→ **Exercise brief**
Upon reaching the line containing "Pass-network tagging: label the paved", output that line and all remaining lines exactly, through the end of the entries, and output nothing before it.

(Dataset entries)
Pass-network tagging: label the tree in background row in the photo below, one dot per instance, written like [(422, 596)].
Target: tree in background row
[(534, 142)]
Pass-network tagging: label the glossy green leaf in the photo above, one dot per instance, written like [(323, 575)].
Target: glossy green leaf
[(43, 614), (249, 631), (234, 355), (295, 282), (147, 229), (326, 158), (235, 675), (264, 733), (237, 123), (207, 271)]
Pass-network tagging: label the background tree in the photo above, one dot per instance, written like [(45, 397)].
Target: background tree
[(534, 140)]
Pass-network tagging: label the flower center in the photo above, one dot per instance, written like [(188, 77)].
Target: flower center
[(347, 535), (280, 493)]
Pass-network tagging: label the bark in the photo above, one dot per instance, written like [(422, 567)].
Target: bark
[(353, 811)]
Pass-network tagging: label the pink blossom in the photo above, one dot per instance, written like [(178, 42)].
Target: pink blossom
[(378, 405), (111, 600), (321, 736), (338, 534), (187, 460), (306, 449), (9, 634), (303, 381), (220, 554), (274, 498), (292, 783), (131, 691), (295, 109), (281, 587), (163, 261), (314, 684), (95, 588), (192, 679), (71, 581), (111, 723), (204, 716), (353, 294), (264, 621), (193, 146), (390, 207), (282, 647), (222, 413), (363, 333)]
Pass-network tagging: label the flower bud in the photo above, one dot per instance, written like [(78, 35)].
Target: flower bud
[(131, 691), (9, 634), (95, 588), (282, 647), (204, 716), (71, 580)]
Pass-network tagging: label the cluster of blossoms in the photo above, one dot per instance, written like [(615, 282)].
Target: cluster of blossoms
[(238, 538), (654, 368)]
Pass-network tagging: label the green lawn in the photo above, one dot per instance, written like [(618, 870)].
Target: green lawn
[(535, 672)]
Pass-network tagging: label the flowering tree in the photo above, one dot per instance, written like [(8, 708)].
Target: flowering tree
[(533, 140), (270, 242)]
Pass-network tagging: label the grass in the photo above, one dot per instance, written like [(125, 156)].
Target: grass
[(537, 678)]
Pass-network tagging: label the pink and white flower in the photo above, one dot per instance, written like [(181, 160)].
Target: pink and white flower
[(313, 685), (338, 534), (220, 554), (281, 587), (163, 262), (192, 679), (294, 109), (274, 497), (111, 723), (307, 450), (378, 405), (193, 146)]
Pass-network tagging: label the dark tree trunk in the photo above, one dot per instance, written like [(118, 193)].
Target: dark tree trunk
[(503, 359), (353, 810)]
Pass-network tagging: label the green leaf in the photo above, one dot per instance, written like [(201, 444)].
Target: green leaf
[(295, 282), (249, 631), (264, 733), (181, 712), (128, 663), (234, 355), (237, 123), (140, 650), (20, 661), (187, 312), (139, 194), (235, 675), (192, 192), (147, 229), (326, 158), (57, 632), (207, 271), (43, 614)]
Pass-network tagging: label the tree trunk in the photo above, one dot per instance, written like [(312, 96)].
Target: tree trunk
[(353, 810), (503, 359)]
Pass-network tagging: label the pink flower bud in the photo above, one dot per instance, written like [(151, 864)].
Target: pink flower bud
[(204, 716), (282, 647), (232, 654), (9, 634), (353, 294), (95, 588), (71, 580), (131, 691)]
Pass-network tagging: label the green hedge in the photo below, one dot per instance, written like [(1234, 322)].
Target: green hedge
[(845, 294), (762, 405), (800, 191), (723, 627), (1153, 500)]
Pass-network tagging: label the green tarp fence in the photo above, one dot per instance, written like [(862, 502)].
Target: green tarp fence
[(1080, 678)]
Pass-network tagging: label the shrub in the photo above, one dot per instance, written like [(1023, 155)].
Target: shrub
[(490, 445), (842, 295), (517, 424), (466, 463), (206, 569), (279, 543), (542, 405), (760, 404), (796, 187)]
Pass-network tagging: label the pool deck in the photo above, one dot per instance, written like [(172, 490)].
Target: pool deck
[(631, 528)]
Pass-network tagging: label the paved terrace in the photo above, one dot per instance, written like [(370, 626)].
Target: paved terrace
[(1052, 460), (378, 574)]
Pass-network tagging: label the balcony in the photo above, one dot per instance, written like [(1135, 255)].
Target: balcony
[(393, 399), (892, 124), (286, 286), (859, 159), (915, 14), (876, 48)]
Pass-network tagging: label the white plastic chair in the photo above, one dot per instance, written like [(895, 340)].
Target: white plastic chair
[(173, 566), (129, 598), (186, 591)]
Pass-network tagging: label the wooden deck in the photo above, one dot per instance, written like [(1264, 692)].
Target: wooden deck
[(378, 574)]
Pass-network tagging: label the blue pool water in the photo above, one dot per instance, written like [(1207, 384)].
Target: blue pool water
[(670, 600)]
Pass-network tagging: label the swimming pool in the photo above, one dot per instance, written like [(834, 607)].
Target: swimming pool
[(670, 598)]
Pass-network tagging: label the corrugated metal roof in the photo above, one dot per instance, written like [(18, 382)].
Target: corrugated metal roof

→ **Task solution**
Pass-network tagging: label the paved terrace in the photo above, one dot per instance, written like [(370, 626)].
Target: paved terrace
[(1052, 460), (378, 574)]
Pass-network tagging: label the balcony in the photo above, one dot per instance, written like [(1135, 255)].
Target: balcony
[(393, 399), (892, 124), (286, 286), (859, 159), (915, 14), (876, 48)]
Pass-network tagging: label the white plastic chair in the photo above, one dot per instance, written like [(895, 340)].
Target: white plastic chair
[(173, 566), (129, 598), (186, 591)]
Pass-network tagging: label the wooden deck in the photo above, one dot per instance, written like [(1264, 692)].
Target: wooden deck
[(378, 574)]
Pass-network tagging: label the blue pool water in the photo above, one dot per instance, written like [(1207, 384)].
Target: blue pool water
[(670, 600)]
Pass-network tagging: label the swimming pool in the photo above, one dot per instance, written like [(834, 607)].
Target: swimming pool
[(670, 598)]
Pass-network tagging: label the corrugated metal roof in the photo above, one dot per instance, written like [(18, 382)].
Target: corrugated metal roof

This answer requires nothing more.